Data excerpts
== == ==

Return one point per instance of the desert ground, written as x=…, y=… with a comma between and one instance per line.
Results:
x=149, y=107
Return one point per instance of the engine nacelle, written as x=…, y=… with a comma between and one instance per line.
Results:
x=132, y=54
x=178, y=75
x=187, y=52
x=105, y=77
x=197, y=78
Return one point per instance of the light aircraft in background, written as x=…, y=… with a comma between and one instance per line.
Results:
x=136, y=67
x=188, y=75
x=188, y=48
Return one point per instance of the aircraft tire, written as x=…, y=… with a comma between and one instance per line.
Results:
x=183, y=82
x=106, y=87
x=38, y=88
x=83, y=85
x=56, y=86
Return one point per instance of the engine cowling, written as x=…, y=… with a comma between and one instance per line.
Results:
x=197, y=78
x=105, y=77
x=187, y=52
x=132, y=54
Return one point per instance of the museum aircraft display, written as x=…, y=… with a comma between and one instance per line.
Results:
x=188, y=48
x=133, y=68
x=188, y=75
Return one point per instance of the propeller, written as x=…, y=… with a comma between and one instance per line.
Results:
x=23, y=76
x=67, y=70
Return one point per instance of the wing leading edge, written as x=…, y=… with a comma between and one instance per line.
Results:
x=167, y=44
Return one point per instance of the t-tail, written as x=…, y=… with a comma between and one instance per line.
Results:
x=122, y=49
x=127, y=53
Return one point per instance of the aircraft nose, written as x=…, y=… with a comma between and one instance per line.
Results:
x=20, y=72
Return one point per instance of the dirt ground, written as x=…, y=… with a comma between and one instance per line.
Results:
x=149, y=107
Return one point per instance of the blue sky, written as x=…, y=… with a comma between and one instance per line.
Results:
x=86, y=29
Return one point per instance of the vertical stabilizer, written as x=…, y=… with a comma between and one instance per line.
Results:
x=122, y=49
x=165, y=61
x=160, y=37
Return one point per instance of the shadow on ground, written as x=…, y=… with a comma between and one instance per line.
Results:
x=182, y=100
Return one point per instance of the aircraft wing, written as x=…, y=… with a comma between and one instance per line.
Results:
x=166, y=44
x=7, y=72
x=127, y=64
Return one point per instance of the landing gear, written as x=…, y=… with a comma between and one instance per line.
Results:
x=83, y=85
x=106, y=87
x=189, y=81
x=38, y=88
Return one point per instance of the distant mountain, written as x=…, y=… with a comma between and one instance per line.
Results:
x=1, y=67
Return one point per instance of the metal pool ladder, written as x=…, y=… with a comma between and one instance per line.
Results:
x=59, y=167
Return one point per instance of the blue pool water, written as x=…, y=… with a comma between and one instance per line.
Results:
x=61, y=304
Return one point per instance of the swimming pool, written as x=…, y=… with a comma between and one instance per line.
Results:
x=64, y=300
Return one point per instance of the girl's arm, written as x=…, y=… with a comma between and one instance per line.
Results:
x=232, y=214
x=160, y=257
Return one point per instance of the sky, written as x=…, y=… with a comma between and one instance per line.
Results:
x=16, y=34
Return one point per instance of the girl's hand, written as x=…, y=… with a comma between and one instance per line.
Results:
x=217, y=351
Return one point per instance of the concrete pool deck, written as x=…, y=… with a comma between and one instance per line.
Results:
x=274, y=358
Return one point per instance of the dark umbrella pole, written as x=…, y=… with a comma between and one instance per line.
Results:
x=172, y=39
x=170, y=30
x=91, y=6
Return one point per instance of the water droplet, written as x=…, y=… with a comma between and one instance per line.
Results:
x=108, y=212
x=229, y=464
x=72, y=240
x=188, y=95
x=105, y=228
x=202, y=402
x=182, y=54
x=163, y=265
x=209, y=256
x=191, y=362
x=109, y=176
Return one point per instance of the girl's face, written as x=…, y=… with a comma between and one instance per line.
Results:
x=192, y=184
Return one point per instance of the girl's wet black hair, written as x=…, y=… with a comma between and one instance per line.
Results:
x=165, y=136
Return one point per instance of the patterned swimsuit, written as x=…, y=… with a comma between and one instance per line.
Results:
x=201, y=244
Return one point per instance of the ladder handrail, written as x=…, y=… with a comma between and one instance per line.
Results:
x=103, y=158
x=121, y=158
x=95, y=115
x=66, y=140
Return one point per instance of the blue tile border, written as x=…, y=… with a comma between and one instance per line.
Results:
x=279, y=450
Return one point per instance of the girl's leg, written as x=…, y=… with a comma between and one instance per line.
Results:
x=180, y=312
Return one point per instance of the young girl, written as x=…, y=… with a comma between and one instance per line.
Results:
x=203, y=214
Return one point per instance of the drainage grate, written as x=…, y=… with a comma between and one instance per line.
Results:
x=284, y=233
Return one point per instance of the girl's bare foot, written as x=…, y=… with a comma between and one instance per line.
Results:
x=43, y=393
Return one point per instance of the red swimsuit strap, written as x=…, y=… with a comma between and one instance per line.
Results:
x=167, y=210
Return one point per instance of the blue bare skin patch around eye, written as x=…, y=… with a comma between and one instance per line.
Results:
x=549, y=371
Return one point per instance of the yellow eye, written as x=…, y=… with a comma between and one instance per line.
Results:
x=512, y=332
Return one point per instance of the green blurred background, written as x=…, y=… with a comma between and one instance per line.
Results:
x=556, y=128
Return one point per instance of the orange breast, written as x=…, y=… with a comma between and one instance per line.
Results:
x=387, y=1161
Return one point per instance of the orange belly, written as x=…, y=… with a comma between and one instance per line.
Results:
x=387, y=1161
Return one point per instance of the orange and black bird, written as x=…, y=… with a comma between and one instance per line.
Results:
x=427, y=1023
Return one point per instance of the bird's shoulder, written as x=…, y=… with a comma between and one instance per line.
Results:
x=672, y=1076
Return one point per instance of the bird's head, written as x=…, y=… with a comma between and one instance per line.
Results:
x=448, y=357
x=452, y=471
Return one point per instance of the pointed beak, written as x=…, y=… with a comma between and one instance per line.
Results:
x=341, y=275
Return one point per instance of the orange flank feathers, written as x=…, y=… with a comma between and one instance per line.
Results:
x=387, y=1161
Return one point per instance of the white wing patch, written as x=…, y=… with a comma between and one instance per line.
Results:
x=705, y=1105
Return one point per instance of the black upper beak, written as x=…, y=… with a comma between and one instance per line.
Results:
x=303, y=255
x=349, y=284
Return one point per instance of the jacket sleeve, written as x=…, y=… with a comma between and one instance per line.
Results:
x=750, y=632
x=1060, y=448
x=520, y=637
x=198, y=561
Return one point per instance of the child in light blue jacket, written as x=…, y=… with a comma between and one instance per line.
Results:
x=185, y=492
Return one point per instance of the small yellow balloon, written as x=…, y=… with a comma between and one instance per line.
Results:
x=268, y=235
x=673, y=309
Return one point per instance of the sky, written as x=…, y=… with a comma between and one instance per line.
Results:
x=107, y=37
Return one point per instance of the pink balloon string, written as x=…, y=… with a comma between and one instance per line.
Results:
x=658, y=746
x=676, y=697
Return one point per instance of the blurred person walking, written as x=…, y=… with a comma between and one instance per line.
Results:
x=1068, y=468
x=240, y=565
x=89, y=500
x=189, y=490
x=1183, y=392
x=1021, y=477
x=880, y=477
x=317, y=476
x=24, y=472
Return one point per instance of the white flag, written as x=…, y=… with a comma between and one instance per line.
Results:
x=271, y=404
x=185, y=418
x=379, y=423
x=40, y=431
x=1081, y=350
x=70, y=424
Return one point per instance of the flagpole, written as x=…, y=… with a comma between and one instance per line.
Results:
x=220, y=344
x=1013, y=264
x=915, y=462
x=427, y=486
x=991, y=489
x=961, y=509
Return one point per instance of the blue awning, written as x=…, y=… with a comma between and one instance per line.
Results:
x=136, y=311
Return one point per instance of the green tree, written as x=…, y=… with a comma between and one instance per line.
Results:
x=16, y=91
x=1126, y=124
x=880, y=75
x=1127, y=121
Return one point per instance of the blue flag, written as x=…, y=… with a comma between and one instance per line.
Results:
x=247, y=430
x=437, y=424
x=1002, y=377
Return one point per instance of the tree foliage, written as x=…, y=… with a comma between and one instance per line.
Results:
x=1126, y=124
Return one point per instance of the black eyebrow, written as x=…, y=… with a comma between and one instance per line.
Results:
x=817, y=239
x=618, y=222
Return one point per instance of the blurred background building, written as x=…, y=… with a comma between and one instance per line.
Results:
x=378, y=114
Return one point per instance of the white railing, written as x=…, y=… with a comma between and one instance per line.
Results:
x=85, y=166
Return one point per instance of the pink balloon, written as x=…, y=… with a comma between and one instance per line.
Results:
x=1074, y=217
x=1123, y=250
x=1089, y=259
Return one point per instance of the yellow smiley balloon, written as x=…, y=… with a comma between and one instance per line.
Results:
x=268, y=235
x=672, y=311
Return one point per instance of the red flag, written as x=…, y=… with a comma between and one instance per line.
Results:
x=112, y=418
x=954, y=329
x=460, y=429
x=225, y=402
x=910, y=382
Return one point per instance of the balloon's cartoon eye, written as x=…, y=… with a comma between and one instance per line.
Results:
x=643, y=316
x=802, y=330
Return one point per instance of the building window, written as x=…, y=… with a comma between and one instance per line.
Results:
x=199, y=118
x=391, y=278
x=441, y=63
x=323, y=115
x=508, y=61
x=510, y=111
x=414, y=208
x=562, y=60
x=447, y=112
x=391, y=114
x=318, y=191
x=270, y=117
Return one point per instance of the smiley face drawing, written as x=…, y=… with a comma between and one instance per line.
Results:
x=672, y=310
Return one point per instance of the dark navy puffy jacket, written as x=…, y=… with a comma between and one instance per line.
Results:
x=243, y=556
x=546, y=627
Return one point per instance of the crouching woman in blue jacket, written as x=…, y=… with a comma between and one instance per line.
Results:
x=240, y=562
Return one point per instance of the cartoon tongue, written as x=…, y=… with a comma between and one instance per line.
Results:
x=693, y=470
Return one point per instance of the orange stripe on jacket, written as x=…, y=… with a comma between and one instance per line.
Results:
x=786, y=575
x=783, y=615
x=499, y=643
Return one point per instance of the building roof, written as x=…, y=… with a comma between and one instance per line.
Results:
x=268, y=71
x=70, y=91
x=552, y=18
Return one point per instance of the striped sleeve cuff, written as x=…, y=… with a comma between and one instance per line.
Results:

== == ==

Task directions
Lines containing the word "girl": copy every one of them from the records above.

The answer
Return one point per instance of the girl's arm, written as x=…, y=… with a comma between and one instance per line.
Return one point per instance of the girl's hand, written as x=…, y=… with a comma between and one instance per line.
Return one point per instance of the girl's face, written as x=…, y=… with a comma between and one instance per line.
Return one point per instance of the girl's wet black hair, written as x=…, y=… with a comma between and one instance per line.
Return one point per instance of the girl's leg, written as x=…, y=… with a comma between and one instance per line.
Return one point per instance of the young girl, written as x=…, y=… with a comma between and one instance per line.
Return one point per instance of the girl's bare foot, written as x=…, y=… with a comma between and one instance per line.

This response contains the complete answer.